%%

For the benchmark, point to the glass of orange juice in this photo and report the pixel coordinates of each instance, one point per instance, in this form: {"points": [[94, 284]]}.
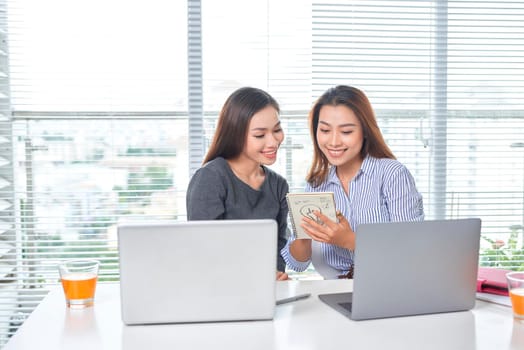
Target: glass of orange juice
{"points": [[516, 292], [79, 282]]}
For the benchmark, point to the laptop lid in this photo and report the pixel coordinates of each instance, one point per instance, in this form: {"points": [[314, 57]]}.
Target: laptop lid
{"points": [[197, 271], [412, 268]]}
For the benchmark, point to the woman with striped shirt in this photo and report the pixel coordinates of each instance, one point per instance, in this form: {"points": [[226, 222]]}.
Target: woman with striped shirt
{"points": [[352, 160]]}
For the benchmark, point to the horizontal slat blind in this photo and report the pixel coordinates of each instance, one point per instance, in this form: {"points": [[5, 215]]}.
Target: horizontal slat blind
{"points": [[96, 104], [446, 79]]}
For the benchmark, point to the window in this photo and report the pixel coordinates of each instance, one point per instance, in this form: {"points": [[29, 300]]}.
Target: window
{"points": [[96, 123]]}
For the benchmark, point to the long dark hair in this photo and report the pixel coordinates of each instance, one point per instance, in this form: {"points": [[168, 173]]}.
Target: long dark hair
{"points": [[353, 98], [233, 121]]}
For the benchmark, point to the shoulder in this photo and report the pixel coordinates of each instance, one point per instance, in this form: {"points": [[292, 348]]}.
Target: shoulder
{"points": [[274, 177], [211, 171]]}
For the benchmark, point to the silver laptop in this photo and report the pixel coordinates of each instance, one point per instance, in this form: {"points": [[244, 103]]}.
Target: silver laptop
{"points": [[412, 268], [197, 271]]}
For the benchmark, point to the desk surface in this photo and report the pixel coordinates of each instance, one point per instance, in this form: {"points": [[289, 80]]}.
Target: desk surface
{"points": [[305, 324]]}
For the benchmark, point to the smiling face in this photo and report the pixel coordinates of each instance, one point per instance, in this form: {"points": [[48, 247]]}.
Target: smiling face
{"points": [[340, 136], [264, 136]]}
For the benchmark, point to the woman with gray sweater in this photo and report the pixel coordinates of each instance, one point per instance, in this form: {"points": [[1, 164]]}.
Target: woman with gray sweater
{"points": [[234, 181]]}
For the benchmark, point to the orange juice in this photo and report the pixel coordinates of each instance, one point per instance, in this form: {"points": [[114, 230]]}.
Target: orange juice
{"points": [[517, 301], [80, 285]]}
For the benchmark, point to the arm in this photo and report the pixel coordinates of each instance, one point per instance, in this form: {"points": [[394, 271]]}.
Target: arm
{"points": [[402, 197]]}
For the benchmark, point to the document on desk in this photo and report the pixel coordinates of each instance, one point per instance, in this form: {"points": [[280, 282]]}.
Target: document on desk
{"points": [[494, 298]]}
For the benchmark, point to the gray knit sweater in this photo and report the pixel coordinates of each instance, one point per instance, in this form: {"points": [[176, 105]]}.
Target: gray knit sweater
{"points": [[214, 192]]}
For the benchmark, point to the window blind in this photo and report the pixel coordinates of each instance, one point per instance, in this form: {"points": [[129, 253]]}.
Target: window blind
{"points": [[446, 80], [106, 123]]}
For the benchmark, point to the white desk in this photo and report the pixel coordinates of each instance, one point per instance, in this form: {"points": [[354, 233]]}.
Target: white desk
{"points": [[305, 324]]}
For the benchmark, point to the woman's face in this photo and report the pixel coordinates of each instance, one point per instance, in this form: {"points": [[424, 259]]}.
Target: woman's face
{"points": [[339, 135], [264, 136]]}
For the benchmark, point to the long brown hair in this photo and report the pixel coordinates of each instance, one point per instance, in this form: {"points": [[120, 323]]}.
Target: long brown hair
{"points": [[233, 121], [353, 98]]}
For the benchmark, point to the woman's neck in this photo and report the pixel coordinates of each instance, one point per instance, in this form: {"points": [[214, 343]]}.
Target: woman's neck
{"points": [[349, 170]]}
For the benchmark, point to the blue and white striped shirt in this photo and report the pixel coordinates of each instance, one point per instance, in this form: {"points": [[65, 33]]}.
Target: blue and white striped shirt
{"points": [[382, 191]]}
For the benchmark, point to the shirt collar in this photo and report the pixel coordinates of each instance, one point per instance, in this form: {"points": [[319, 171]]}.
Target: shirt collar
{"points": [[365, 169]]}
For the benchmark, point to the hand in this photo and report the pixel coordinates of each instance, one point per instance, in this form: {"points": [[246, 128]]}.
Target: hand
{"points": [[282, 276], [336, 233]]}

%%

Requirements:
Revise every one of the records above by substituting "evaluation" for each occurrence of "benchmark" and leaving all other text unchanged. Omit the pictures from your answer.

Written answer:
For the evaluation, point to the glass of orange juice in this photo and report the pixel coordinates of each instance, one point per instance, in this form: {"points": [[94, 284]]}.
Target: glass of orange juice
{"points": [[516, 292], [79, 282]]}
For the evaluation, point to the laptop lid in this photo and report the pixel coordinates of each instance, one point per instance, in this form: {"points": [[314, 57]]}.
Target: laptop lid
{"points": [[197, 271], [412, 268]]}
For the evaluation, point to the woman with striped shirt in this photo and report the pixel coordinates of each instance, one point per instance, in this form: {"points": [[226, 222]]}.
Target: woman with striped shirt
{"points": [[352, 160]]}
For the evaluation, point to the horizontal slat blind in this photo and report the pixel coordinates of each instance, one point per instance, in this form: {"points": [[5, 215]]}.
Target: horizontal slat blind
{"points": [[96, 104], [446, 79]]}
For the evaluation, point to the window in this photo and report the pixel coordinates of each instance, one point per instance, in this form: {"points": [[29, 300]]}.
Target: window
{"points": [[96, 123]]}
For the evaluation, point to the long dark hair in this photo and report the pixel coordinates of each instance, one point per instance, in this form: {"points": [[168, 173]]}.
Target: long dark hair
{"points": [[353, 98], [233, 121]]}
For the evaluation, point to the shoulder in this photo and report the pixel coordinates of each instance, one point per instance, in this form: {"points": [[292, 348]]}.
Target: shoulder
{"points": [[274, 177], [211, 171]]}
For the evaluation, point to the silver laptop in this photo and report the pixel coordinates of each instance, one point per instance, in this form: {"points": [[244, 103]]}.
Target: silver laptop
{"points": [[412, 268], [197, 271]]}
For the evaluation, point to the desk surface in this photo and report the pixel coordinates of each instance, one point per instance, in this form: {"points": [[289, 80]]}.
Target: desk surface
{"points": [[305, 324]]}
For the evaluation, point to the smiling face in this photo and report the pixel coordinates of each instance, one point per instance, in this form: {"points": [[48, 247]]}.
Target: smiling face
{"points": [[340, 136], [264, 136]]}
For the evaluation, point to the woman with gray sweater in this photo and report the pixel coordinates of each instance, one point per instance, in this form: {"points": [[1, 164]]}.
Target: woman with gray sweater
{"points": [[234, 181]]}
For the evaluation, point to the orange juice in this photo and report the pixel coordinates of each instance, one point per instance, in this form: {"points": [[114, 230]]}.
Target: orange juice
{"points": [[517, 301], [80, 285]]}
For the evaluation, point to the arm in this photo and report the pixel coordinates of each instance, one point per instance, in this form: {"points": [[394, 271]]}.
Target: arm
{"points": [[402, 197]]}
For the evaluation, point to the document on desk in this photo and report the pixel coordinates of each instance, one point per instance, in this form: {"points": [[280, 282]]}.
Target: document on desk
{"points": [[494, 298]]}
For the evaluation, point to the gray knit sweater in this photo and report the pixel coordinates of each instance, one point per instance, in this form: {"points": [[176, 105]]}.
Target: gray knit sweater
{"points": [[214, 192]]}
For the evaluation, point to the window blind in this photo and report the pixel coordinates of each instance, one point per instance, in this form: {"points": [[129, 253]]}.
Target: window blind
{"points": [[446, 80], [106, 123]]}
For the evaluation, point to the white desk in this photo and report the pixel coordinates of each instance, one point per instance, in this form: {"points": [[354, 233]]}.
Target: white desk
{"points": [[305, 324]]}
For the evaluation, point to the woman's face in this photo and report the pixel coordinates of each instance, one point per instance, in this form: {"points": [[424, 259]]}.
Target: woman's face
{"points": [[339, 135], [264, 136]]}
For the evaluation, point to the long brown hair in this photo and report the pixel coordinates of each instance, one point per instance, in this form: {"points": [[120, 323]]}.
Target: long brown hair
{"points": [[233, 121], [353, 98]]}
For the evaluation, point to the woman's neck in this photo and report the pixel coordinates of each instance, one point per instance, in this form: {"points": [[214, 343]]}.
Target: woman's neck
{"points": [[349, 170]]}
For the evaluation, point to the blue and white striped shirt in this photo and report the pixel coordinates of each instance, one point per instance, in this form: {"points": [[65, 33]]}.
Target: blue and white striped shirt
{"points": [[382, 191]]}
For the evaluation, point to the shirt collar in this photo and report the pixel coordinates of each instance, one point per instance, in this form: {"points": [[319, 171]]}.
Target: shirt collar
{"points": [[365, 169]]}
For the evaluation, point to the hand in this photo and report the pixel coordinates of each instance, one point per instance, in this form: {"points": [[246, 128]]}.
Target: hand
{"points": [[282, 276], [336, 233]]}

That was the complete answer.